Items listed in a dataset:
━━━━━━━━━━━━━━━━
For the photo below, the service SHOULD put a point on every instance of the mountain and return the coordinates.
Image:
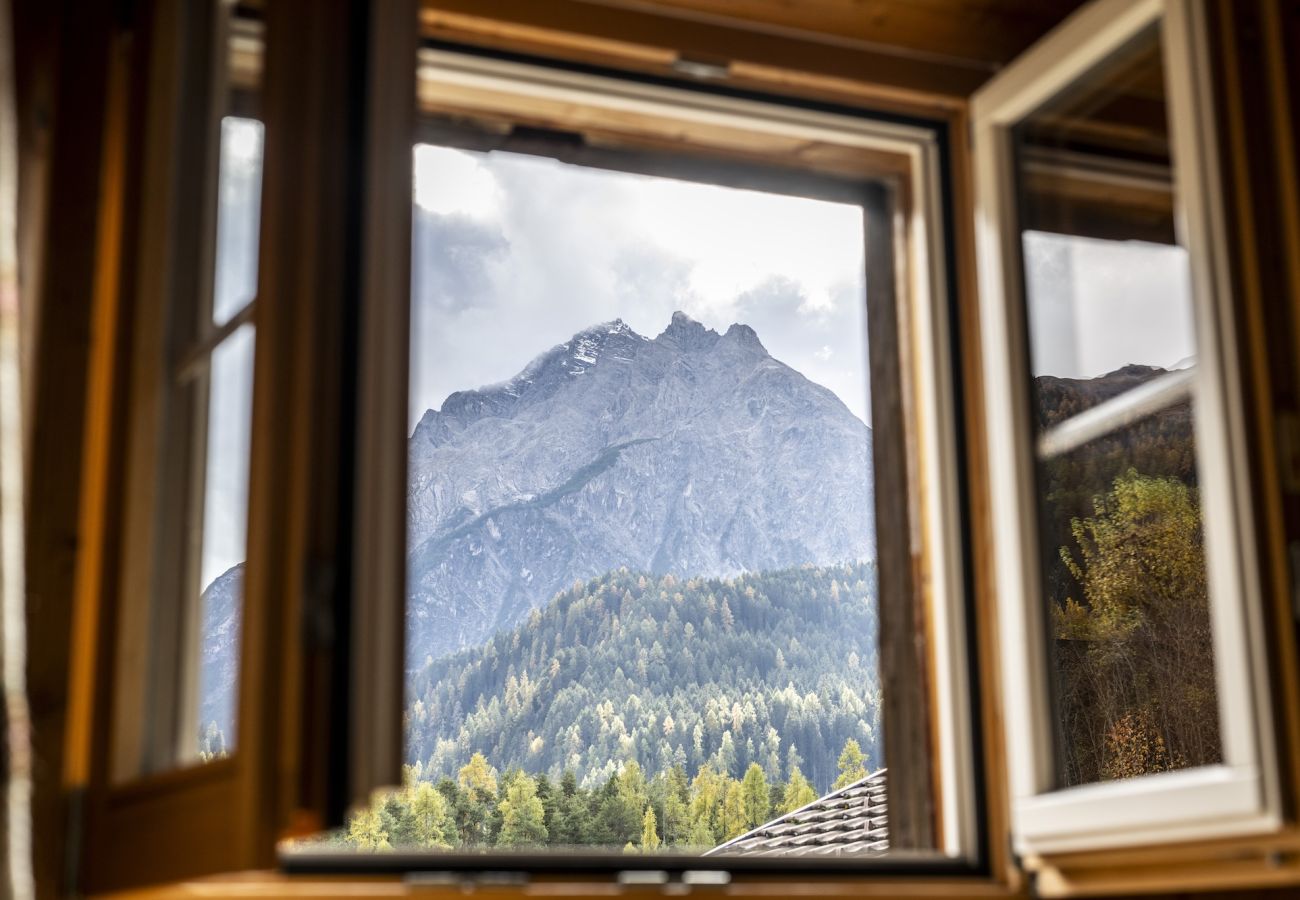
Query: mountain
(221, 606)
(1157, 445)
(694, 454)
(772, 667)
━━━━━━━━━━━━━━━━
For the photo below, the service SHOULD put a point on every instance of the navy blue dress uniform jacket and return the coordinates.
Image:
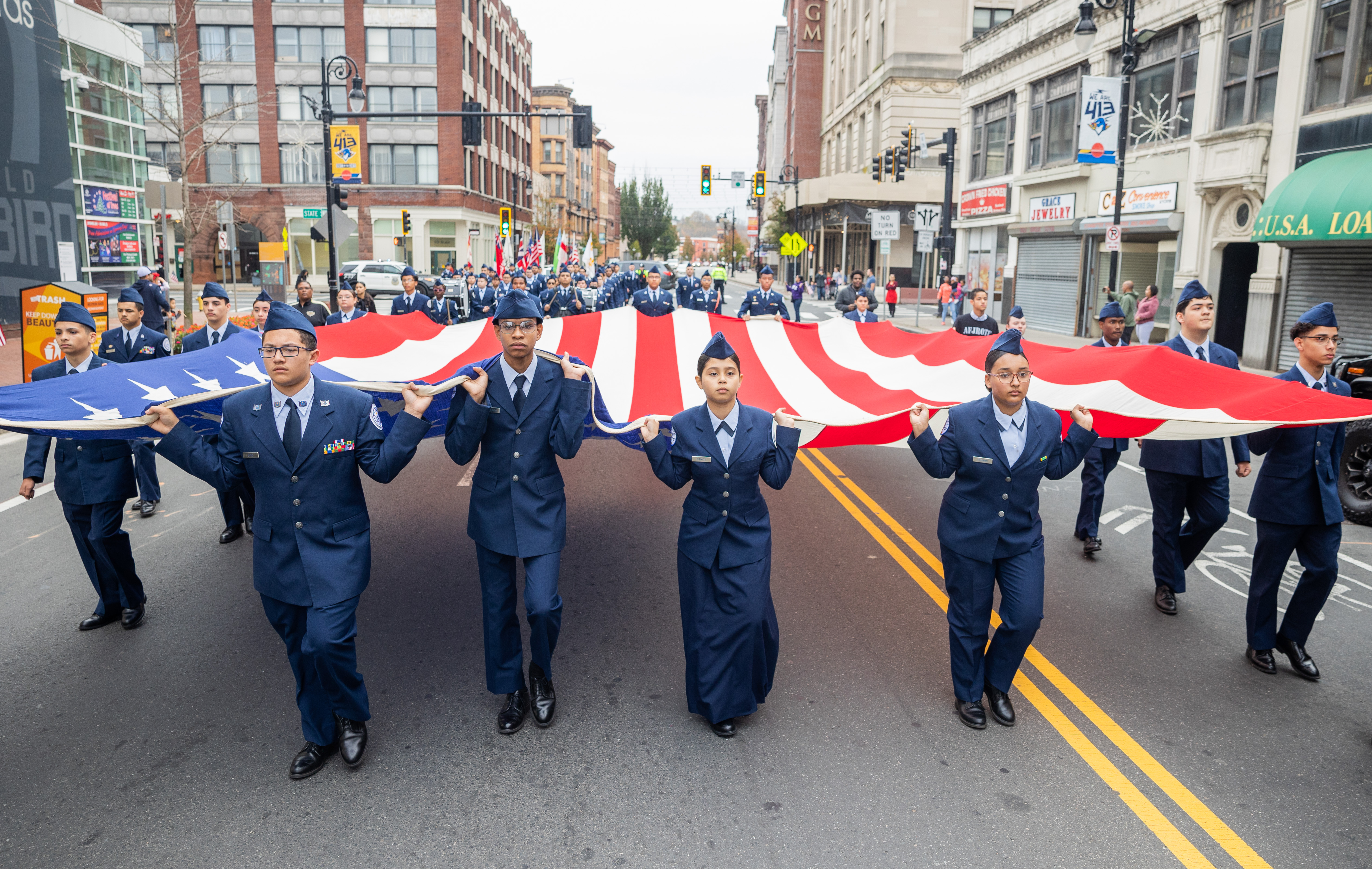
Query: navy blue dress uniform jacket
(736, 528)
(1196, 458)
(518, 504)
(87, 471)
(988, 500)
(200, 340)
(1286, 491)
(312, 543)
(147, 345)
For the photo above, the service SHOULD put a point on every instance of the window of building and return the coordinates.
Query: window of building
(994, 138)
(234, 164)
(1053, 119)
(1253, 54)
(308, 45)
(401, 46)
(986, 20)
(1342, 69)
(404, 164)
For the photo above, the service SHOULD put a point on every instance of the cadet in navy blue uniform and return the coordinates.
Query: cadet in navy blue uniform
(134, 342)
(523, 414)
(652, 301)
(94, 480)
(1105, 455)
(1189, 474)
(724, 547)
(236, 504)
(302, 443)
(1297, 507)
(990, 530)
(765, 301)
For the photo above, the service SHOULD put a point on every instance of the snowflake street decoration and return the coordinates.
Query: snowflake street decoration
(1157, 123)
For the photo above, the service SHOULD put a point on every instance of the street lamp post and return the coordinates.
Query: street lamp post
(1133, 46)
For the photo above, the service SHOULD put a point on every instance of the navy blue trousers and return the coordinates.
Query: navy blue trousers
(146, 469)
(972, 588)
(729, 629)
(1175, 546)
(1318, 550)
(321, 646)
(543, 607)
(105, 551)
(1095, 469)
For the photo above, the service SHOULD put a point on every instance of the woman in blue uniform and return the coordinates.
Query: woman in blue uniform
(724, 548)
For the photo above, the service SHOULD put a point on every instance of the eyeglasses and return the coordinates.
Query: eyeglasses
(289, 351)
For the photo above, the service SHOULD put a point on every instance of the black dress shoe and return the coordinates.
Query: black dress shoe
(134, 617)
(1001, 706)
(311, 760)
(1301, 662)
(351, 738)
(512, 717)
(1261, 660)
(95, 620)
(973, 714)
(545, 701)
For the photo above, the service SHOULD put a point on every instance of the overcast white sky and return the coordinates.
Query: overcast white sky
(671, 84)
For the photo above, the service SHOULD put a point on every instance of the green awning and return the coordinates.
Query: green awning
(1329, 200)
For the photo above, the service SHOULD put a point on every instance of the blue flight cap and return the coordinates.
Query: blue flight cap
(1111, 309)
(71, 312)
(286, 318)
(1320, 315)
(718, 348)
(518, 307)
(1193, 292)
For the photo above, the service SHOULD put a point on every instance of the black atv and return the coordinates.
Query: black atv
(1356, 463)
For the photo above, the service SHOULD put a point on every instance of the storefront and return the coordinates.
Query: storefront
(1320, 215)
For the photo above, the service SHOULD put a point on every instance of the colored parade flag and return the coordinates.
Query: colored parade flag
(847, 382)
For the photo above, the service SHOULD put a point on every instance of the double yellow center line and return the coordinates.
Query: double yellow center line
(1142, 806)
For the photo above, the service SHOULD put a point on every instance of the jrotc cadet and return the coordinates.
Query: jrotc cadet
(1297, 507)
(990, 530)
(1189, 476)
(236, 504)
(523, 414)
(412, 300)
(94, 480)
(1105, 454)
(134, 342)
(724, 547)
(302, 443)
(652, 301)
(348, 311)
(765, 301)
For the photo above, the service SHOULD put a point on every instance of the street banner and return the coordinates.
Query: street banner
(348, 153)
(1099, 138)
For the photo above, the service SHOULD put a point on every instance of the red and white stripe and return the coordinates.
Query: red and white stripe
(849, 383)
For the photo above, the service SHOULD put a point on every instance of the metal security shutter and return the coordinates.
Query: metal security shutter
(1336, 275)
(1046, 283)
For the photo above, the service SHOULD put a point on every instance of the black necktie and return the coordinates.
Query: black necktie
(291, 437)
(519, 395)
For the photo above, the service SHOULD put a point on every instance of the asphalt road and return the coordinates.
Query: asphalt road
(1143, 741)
━━━━━━━━━━━━━━━━
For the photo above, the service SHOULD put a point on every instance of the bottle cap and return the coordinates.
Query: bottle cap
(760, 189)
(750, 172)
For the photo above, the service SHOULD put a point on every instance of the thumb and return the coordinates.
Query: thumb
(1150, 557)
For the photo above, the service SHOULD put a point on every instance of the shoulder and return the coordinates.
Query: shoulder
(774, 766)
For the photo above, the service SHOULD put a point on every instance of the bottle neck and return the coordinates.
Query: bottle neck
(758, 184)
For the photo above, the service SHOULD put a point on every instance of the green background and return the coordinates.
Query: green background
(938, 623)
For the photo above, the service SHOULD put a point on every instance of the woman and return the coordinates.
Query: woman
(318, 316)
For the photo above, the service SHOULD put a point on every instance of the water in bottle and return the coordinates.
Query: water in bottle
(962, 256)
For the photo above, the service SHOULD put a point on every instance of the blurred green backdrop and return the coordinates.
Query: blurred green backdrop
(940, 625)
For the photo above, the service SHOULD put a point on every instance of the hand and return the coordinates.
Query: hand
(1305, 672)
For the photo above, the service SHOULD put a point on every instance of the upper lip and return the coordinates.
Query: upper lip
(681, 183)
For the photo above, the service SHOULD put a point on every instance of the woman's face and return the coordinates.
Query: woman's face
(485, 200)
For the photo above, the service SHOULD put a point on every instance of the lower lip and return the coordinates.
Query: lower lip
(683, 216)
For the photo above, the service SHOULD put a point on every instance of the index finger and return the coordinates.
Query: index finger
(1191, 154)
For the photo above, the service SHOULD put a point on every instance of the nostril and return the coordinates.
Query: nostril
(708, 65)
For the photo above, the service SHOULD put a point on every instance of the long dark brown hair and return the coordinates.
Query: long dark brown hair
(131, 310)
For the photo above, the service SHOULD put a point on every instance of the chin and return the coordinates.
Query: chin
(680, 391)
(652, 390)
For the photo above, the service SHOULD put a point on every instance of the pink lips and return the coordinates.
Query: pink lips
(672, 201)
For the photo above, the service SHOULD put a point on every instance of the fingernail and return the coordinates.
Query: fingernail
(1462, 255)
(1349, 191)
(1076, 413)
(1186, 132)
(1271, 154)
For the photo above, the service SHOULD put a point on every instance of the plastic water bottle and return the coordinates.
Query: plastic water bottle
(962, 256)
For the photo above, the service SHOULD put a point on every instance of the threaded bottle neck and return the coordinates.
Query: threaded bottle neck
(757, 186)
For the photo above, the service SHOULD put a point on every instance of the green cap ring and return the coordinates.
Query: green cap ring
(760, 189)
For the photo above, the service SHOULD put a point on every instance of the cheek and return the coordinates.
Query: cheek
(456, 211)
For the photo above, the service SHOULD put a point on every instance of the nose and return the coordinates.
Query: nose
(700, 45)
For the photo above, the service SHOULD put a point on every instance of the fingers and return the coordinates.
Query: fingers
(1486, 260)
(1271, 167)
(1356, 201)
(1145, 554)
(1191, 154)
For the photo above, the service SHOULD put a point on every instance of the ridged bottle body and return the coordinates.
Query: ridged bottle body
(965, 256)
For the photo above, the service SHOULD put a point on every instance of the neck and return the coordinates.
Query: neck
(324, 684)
━━━━━━━━━━━━━━━━
HOW TO COMPLETE THIS TASK:
Keep only those lines of the records that hold "below", and return them.

RESULT FOR THIS EXERCISE:
For the photo below, the service SHOULD put a point on every instance of the mountain and return the coordinates.
For the photo below, the service SHOULD put a point on every instance of the navy blue dress uniform jacket and return the coordinates.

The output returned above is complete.